Point labeling dataset excerpts

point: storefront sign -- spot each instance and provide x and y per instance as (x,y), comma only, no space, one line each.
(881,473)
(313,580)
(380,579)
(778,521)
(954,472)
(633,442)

* [Set exercise]: Go through the data and return every record exactly.

* [Solution to the exercise]:
point: storefront sign -- spot each instance and provide x and y per instance as (x,y), comma only, no space, one line each.
(881,473)
(313,580)
(380,579)
(778,521)
(954,472)
(633,442)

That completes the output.